Гроб на каком-то постаменте стоял не горизонтально, а наклонно. Головная часть приподнята. Кто-то сказал, что это грузинский обычай. Не знаю. Траурная музыка и много-много цветов. Запах валерьянки. И какая-то неприбранность помещения. Мы прошли мимо гроба и покинули Колонный зал через главный вход. Вышли в Охотный ряд, и я заметил двух мужчин. По их одежде, по аккуратным траурным атласным повязкам на рукавах было видно, что они не рядовые граждане, а, как теперь говорят, из элиты. Их ухоженные лица выглядели озабоченными, но скорби я не заметил.
– Может быть, кое-кто даже доволен, – подумалось мне. Не так давно я слышал, что Сталин снял с должности заместителя генерального прокурора Мокичева. Бывшего директора нашего института. Будто бы он неправильно оценил так называемое мингрельское дело. Партбилет отобрали, но не посадили. Стал профессор работать скромным юрисконсультом в системе, где главным юристом был его бывший студент, мой товарищ. Мокичева вскоре после смерти Сталина в партии восстановили. Так что моя догадка была близка к истине.

* ИСХОДНЫЕ ДАННЫЕ
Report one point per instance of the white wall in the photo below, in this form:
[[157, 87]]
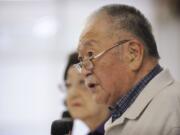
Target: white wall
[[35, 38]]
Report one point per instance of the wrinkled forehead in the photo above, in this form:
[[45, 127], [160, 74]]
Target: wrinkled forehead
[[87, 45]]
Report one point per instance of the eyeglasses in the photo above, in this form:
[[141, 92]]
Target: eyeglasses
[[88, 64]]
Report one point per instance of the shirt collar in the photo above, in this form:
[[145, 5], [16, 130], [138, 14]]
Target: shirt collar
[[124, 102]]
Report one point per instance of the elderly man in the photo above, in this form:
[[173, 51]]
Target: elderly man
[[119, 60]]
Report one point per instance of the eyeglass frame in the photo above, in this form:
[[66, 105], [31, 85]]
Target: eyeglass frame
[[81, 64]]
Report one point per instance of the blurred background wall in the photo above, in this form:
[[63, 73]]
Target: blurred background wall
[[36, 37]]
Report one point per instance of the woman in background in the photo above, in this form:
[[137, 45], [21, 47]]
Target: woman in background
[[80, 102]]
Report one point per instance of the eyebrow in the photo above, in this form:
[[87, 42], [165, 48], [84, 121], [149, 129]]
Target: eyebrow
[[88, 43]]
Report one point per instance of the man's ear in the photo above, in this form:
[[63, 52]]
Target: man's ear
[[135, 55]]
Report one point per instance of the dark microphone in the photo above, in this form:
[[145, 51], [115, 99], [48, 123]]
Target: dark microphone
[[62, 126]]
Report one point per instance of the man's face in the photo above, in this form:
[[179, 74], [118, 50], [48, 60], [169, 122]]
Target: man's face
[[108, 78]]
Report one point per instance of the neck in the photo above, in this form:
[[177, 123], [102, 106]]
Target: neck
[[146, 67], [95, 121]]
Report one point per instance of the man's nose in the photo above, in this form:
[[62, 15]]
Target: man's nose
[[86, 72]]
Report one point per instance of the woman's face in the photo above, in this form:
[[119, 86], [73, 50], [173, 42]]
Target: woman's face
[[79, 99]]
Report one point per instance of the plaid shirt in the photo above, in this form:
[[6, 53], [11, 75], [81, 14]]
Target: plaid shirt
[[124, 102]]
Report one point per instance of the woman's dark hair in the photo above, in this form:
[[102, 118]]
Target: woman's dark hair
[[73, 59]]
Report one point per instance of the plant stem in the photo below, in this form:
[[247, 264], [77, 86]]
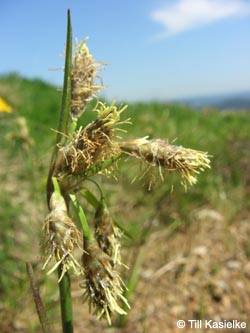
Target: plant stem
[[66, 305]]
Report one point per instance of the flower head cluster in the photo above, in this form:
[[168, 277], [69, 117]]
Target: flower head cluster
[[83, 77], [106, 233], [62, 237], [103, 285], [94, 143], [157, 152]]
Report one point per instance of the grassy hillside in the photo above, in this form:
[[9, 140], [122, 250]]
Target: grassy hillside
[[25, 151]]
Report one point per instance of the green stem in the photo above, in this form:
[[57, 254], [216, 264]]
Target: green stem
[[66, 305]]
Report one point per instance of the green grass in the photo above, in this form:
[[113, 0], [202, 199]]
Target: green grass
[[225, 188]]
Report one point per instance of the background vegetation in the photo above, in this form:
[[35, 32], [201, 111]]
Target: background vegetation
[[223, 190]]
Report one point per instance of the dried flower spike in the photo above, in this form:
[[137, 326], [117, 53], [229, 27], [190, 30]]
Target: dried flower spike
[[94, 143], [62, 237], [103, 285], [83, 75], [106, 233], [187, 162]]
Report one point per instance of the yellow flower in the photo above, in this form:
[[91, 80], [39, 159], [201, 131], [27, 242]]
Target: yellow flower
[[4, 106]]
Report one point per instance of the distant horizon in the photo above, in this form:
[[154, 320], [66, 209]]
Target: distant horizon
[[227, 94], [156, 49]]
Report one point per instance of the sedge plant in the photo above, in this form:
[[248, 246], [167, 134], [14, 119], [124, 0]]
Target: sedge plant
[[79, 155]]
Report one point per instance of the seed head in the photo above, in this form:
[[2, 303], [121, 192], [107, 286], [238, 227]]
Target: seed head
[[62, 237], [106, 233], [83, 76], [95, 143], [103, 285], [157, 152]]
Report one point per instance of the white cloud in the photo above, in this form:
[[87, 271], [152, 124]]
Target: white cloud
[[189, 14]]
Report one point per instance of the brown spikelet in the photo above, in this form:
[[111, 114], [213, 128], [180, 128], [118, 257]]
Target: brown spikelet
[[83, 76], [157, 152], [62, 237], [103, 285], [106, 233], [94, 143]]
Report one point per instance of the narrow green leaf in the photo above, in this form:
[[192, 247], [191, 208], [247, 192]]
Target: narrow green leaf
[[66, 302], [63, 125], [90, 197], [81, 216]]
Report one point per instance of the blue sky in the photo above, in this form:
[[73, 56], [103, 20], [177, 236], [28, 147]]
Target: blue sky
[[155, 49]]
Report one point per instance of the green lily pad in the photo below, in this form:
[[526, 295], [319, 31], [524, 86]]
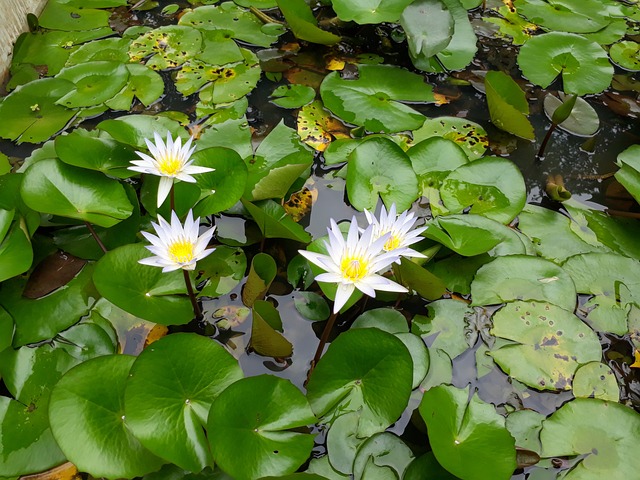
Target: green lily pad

* УСЛОВИЕ ЗАДАНИЯ
Как, согласно предлагаемому тексту, стоял гроб на постаменте? Листинг в этой работе не используется.

* ОТВЕТ К УПРАЖНЕНИЮ
Гроб стоял не горизонтально, а наклонно, с приподнятой головной частью.